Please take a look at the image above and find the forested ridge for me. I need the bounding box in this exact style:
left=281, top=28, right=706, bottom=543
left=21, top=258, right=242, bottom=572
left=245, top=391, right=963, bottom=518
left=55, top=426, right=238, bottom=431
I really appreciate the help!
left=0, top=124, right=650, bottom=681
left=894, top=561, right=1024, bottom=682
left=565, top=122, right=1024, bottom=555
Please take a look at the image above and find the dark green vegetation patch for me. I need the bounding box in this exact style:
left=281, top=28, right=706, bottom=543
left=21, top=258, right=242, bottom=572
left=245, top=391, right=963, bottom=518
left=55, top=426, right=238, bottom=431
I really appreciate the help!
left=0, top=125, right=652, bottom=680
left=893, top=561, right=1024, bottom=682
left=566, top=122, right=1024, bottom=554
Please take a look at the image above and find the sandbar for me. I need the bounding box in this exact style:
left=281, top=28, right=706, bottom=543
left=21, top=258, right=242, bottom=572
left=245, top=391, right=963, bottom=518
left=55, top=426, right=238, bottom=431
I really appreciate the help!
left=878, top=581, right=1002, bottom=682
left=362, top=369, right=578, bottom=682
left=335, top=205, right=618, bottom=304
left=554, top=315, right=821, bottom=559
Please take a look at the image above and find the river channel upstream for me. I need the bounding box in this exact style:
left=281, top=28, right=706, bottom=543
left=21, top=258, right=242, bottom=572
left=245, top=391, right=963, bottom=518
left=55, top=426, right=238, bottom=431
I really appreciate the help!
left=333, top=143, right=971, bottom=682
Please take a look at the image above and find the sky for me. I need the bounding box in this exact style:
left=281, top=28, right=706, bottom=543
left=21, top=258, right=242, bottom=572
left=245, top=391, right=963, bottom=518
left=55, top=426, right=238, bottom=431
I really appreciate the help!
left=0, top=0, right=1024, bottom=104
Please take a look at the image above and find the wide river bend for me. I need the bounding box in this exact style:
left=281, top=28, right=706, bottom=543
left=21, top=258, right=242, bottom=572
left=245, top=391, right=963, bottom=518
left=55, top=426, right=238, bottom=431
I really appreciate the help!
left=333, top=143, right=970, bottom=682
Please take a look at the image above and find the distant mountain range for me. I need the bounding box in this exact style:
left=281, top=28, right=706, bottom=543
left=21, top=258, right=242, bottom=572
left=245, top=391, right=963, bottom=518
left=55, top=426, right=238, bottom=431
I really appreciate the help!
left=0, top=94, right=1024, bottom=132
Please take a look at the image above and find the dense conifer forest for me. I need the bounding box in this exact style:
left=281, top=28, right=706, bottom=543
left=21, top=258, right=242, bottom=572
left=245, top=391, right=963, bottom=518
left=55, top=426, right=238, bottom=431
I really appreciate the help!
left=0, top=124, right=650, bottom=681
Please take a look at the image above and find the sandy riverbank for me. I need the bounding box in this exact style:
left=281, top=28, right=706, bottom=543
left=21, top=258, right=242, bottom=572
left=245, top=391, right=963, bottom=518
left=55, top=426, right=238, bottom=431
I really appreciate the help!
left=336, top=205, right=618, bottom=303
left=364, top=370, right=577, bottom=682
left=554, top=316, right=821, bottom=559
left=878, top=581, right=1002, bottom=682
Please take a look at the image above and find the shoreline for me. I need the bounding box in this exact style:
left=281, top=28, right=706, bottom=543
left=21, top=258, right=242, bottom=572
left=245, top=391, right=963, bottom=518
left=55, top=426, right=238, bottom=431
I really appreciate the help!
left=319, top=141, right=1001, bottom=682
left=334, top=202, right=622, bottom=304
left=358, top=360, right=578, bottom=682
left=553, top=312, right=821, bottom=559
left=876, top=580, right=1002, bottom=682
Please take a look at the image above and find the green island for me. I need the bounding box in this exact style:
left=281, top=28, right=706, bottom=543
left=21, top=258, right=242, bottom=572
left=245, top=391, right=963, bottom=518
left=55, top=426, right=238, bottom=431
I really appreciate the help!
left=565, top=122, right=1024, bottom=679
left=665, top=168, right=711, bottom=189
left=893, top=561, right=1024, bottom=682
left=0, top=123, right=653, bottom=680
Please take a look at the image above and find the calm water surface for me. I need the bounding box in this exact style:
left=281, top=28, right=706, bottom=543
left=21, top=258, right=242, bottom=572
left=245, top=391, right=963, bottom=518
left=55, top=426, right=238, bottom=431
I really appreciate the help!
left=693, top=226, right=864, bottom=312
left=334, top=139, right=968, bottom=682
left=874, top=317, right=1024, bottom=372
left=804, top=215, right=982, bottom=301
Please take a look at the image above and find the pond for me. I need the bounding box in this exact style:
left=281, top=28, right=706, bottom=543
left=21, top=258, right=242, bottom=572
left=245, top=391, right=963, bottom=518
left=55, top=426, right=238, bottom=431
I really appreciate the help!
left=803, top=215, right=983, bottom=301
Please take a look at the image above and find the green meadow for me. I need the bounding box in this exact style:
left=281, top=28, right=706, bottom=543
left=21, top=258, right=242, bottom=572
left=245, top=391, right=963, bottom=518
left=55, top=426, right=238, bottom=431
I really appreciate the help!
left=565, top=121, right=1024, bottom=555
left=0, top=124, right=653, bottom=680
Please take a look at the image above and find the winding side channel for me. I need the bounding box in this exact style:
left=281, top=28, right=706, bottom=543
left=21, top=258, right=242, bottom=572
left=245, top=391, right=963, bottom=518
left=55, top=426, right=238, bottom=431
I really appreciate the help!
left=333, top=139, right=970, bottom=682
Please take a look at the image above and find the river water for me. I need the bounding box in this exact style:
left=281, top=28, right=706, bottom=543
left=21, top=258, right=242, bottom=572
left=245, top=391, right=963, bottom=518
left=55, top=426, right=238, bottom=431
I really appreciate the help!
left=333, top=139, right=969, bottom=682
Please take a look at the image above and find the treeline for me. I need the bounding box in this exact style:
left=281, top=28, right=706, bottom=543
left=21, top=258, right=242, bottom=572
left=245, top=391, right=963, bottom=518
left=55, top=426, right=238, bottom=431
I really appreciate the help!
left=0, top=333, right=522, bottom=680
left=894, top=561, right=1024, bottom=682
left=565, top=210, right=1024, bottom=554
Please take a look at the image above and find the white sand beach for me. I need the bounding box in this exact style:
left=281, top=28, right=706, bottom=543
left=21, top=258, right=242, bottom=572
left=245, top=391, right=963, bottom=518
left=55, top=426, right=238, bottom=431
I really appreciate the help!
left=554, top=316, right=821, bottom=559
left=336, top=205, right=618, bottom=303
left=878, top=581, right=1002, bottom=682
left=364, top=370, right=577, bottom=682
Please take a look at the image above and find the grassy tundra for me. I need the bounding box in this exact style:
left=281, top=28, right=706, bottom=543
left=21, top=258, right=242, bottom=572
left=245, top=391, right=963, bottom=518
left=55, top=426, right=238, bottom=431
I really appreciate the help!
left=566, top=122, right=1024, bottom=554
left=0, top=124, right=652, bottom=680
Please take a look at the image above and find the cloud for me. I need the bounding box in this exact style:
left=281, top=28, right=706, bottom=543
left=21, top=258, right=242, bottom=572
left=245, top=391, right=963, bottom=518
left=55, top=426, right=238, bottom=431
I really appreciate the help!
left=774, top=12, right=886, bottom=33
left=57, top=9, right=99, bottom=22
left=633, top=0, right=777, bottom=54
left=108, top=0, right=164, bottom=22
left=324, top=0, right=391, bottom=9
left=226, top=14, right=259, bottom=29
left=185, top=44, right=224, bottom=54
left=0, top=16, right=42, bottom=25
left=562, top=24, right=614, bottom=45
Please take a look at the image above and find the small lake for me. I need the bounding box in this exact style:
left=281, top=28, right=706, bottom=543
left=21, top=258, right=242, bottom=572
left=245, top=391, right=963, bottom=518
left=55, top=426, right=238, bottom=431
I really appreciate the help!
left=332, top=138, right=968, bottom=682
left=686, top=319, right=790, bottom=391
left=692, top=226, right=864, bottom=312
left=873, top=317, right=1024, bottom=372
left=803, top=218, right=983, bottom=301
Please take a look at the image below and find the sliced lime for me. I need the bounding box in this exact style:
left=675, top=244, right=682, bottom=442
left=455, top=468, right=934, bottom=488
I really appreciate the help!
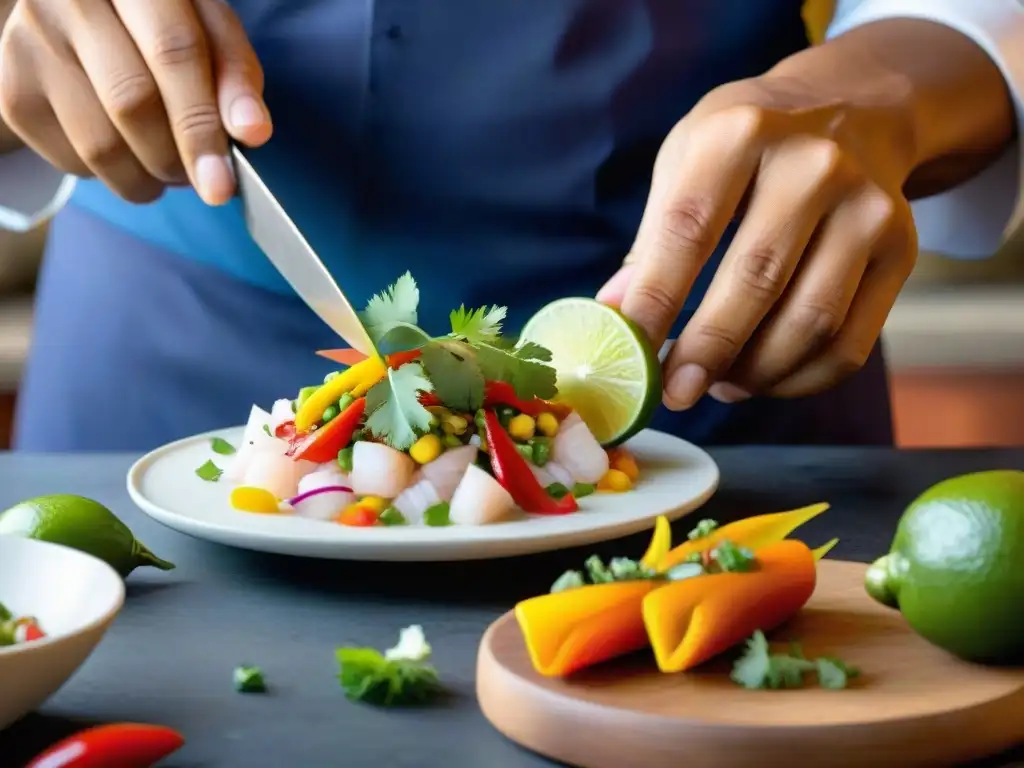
left=519, top=298, right=662, bottom=445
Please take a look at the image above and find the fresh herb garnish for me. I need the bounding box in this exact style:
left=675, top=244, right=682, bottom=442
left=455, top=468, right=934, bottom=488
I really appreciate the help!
left=421, top=341, right=484, bottom=412
left=335, top=626, right=440, bottom=707
left=449, top=305, right=508, bottom=344
left=367, top=362, right=434, bottom=451
left=731, top=630, right=860, bottom=690
left=210, top=438, right=236, bottom=456
left=231, top=665, right=266, bottom=693
left=686, top=520, right=718, bottom=542
left=423, top=502, right=452, bottom=527
left=196, top=460, right=224, bottom=482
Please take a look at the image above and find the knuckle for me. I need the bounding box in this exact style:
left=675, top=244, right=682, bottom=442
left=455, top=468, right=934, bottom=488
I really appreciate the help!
left=662, top=198, right=712, bottom=252
left=173, top=103, right=221, bottom=137
left=737, top=246, right=787, bottom=299
left=106, top=72, right=160, bottom=122
left=148, top=24, right=205, bottom=67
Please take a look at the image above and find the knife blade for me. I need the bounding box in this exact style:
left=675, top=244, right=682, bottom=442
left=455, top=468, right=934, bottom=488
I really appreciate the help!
left=231, top=146, right=378, bottom=356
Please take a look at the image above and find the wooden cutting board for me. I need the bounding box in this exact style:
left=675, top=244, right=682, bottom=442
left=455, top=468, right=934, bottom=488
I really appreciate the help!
left=476, top=560, right=1024, bottom=768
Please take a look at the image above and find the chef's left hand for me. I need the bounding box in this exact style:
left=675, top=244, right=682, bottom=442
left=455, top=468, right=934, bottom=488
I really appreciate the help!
left=598, top=78, right=916, bottom=410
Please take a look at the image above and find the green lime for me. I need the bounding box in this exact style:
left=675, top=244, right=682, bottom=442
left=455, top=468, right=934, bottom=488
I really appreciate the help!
left=519, top=298, right=662, bottom=445
left=0, top=494, right=174, bottom=578
left=865, top=470, right=1024, bottom=664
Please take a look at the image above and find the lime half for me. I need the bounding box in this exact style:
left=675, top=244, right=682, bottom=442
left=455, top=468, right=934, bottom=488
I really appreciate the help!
left=519, top=298, right=662, bottom=445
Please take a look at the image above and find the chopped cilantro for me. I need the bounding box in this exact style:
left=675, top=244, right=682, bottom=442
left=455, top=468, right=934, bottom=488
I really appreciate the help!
left=711, top=540, right=757, bottom=573
left=686, top=520, right=718, bottom=542
left=377, top=507, right=408, bottom=525
left=335, top=627, right=440, bottom=707
left=449, top=305, right=508, bottom=343
left=421, top=341, right=484, bottom=411
left=367, top=362, right=433, bottom=451
left=232, top=665, right=266, bottom=693
left=210, top=438, right=236, bottom=456
left=731, top=630, right=859, bottom=690
left=473, top=343, right=558, bottom=400
left=196, top=460, right=224, bottom=482
left=423, top=502, right=452, bottom=527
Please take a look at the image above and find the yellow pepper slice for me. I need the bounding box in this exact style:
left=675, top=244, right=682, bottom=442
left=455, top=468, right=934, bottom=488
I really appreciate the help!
left=515, top=580, right=664, bottom=677
left=657, top=504, right=828, bottom=571
left=295, top=356, right=387, bottom=432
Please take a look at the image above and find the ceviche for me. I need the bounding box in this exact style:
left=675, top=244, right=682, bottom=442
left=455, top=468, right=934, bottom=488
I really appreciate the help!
left=197, top=273, right=640, bottom=526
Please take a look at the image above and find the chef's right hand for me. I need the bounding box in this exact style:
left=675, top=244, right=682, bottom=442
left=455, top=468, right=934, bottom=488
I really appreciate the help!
left=0, top=0, right=271, bottom=205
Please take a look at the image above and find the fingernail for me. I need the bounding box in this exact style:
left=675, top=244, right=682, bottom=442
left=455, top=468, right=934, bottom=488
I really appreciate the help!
left=666, top=362, right=709, bottom=411
left=597, top=264, right=636, bottom=306
left=196, top=155, right=234, bottom=205
left=227, top=96, right=266, bottom=128
left=708, top=381, right=751, bottom=402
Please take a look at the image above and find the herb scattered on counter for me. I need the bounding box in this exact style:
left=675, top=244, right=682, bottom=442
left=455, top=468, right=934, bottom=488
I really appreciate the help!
left=686, top=520, right=718, bottom=542
left=335, top=625, right=441, bottom=707
left=210, top=438, right=236, bottom=456
left=232, top=665, right=266, bottom=693
left=196, top=461, right=224, bottom=482
left=731, top=630, right=860, bottom=690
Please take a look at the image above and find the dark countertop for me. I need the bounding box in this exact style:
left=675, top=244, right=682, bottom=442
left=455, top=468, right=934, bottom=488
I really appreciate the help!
left=0, top=449, right=1024, bottom=768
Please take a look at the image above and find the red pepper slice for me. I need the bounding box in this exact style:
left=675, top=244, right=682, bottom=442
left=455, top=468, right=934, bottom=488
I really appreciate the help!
left=288, top=397, right=367, bottom=464
left=26, top=723, right=185, bottom=768
left=483, top=381, right=572, bottom=419
left=483, top=411, right=580, bottom=515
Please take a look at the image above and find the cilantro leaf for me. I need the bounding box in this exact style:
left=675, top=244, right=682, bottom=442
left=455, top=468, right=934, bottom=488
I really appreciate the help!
left=335, top=627, right=440, bottom=707
left=196, top=460, right=224, bottom=482
left=449, top=304, right=508, bottom=342
left=420, top=341, right=484, bottom=412
left=210, top=438, right=236, bottom=456
left=474, top=344, right=558, bottom=400
left=359, top=272, right=430, bottom=348
left=367, top=362, right=433, bottom=451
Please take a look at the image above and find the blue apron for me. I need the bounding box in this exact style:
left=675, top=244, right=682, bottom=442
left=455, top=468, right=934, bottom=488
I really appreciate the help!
left=15, top=0, right=892, bottom=451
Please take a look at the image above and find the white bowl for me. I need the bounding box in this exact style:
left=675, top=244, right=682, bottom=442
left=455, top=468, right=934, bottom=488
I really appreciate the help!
left=0, top=536, right=125, bottom=730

++++++++

Description of the task>
Express every line of the listing above, from the line containing "find the cloud" down to the line containing "left=226, top=14, right=259, bottom=29", as a JSON list of strings with one string per line and no blank lines.

Full solution>
[
  "Please take a look at the image above and find the cloud for me. I need the bounding box in this exact style:",
  "left=281, top=28, right=706, bottom=543",
  "left=21, top=258, right=242, bottom=572",
  "left=245, top=391, right=963, bottom=518",
  "left=55, top=426, right=238, bottom=431",
  "I really appreciate the help!",
  "left=774, top=12, right=886, bottom=33",
  "left=57, top=9, right=99, bottom=22",
  "left=633, top=0, right=777, bottom=54",
  "left=108, top=0, right=164, bottom=22",
  "left=324, top=0, right=391, bottom=9",
  "left=226, top=14, right=259, bottom=29"
]